**Exercise details**
Each line below has to be output exactly, from first to last.

**Data**
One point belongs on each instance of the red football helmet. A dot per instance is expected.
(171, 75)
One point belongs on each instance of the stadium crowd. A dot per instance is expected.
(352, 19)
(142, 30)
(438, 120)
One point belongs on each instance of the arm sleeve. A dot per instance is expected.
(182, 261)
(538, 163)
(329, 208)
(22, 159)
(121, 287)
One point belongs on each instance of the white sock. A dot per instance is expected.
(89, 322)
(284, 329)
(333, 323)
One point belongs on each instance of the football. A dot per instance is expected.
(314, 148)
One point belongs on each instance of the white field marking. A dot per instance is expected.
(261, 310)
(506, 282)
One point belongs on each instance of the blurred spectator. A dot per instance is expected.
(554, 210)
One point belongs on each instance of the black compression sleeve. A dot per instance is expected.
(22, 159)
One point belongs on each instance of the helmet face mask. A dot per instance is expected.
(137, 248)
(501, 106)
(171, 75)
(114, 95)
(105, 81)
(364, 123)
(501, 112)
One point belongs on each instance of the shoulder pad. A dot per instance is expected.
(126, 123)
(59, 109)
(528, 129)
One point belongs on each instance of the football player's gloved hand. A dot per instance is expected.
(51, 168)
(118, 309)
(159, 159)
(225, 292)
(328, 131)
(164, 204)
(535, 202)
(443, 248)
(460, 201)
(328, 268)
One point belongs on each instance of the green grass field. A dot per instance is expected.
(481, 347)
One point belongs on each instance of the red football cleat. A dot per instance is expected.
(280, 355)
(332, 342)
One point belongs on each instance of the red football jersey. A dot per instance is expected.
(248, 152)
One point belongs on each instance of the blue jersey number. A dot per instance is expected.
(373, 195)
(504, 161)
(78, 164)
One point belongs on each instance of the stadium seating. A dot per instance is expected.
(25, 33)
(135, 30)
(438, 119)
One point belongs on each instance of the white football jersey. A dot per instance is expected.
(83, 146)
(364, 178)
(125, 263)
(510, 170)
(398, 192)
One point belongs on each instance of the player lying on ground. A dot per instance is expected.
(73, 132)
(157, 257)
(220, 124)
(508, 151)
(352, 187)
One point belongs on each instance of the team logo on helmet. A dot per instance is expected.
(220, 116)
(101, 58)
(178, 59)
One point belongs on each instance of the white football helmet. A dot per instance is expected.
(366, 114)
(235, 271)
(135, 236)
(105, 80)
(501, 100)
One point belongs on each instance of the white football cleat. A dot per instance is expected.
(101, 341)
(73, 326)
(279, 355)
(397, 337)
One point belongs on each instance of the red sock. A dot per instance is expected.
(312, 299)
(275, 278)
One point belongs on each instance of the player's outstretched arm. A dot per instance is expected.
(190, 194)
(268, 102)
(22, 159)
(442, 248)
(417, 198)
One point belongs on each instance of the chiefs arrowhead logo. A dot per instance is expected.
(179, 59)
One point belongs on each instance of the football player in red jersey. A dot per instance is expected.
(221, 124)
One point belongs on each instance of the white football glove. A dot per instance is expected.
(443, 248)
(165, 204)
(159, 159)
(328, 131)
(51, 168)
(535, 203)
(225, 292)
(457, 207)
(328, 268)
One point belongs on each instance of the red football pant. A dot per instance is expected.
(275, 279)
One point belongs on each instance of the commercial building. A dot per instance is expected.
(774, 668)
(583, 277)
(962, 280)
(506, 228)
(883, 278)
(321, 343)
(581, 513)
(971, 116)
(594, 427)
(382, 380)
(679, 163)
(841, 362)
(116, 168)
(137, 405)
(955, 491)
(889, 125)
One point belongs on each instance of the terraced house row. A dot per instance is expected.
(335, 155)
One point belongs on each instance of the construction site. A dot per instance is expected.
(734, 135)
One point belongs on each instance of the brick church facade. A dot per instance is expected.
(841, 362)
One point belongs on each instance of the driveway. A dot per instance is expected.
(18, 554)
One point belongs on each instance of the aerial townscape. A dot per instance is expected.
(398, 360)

**Solution to the problem**
One point belongs on each instance of the red football helmet. A dot per instance is expected.
(171, 75)
One point belongs on each instance of the stadium crowd. A dot per instance is expected.
(352, 19)
(142, 30)
(438, 120)
One point belongs on each instance of the arm sleeve. A dot per instance is expected.
(182, 261)
(538, 163)
(329, 208)
(22, 159)
(121, 287)
One point belongs on each instance of the white sock. A dot per instance is expected.
(89, 322)
(284, 329)
(333, 323)
One point belongs on each instance of the football. A dot per instance is expected.
(314, 148)
One point belongs on each instance of the white field marking. A dot per instance is expected.
(261, 310)
(506, 282)
One point belongs on each instance of the blurred spectator. A dot per instance is expected.
(554, 210)
One point belongs on each instance of the black compression sleeve. A dot per instance is expected.
(22, 159)
One point belongs on each instance of the helmet face mask. A dot per instance is expected.
(137, 248)
(501, 106)
(171, 75)
(114, 95)
(105, 81)
(364, 123)
(501, 112)
One point belongs on each instance of the shoulder pad. A dot per instance is expected.
(126, 123)
(59, 109)
(528, 129)
One point belongs on each instance of the football player's gloved hand. A dot per instance is expected.
(51, 168)
(118, 309)
(159, 159)
(225, 292)
(328, 131)
(164, 204)
(535, 202)
(443, 248)
(460, 201)
(328, 268)
One point belongs on each instance of the green grass field. A dot per instance is expected.
(481, 347)
One point belongs on each instance of the red football cleat. A dot per instance is expected.
(280, 355)
(332, 342)
One point belongs on each instance of the red football jersey. A dot per instance is expected.
(248, 152)
One point belongs on each instance of the blue jersey number. A dot per instance is expected.
(373, 195)
(504, 161)
(78, 164)
One point belongs on each instance of the stadium seating. A dot per instance is expected.
(25, 33)
(135, 30)
(438, 119)
One point belongs on each instance of the white football jersey. A dot per instance is expected.
(83, 146)
(364, 178)
(125, 263)
(510, 170)
(398, 192)
One point belongs on each instance of the player lying on ground. A dot per instance is expected.
(73, 132)
(157, 257)
(220, 124)
(508, 151)
(352, 187)
One point belongs on each instance of the team logo on helmet. A dot per instance is expected.
(220, 116)
(101, 58)
(178, 59)
One point belongs on each instance of the white football helmet. A dot per instance is expected.
(366, 114)
(235, 271)
(135, 236)
(105, 80)
(501, 100)
One point belongs on each instance of the white football cleat. A dot per instance is expected.
(101, 341)
(73, 326)
(279, 355)
(397, 337)
One point belongs on each instance of the red sock. A dot per instance is expected.
(312, 299)
(275, 278)
One point belongs on each instance of the player's outstretched arm. A dot per instance is expected.
(190, 194)
(268, 102)
(22, 159)
(442, 248)
(417, 198)
One point belongs on each instance of the chiefs arrowhead logo. A dot per instance is expected.
(179, 59)
One point belongs on each instance of the football player in red jersey. A dot per instance is expected.
(221, 124)
One point belongs on each instance of the white football glove. A dot per instance is expected.
(443, 248)
(165, 204)
(159, 159)
(328, 131)
(51, 168)
(535, 203)
(225, 292)
(457, 207)
(328, 268)
One point belongs on each instance of the red football pant. A dot per instance is expected.
(275, 279)
One point belongs on each instance of the commercial building. A dot per instance is expected.
(774, 668)
(583, 277)
(962, 280)
(506, 228)
(883, 278)
(321, 343)
(581, 513)
(971, 116)
(594, 427)
(382, 380)
(679, 163)
(841, 362)
(116, 168)
(137, 405)
(955, 491)
(889, 125)
One point belongs on each instance of the terraced house row. A dot per instance is expected.
(335, 155)
One point belongs on each instance of the construction site. A dot per instance is expected.
(734, 135)
One point belongs on each instance of the brick church facade. A dot per instance is expected.
(841, 362)
One point belongs on each instance of the driveway. A dot per instance is expected.
(18, 554)
One point belongs on each instance of the aerial townscape. A dot per instance is expected.
(398, 360)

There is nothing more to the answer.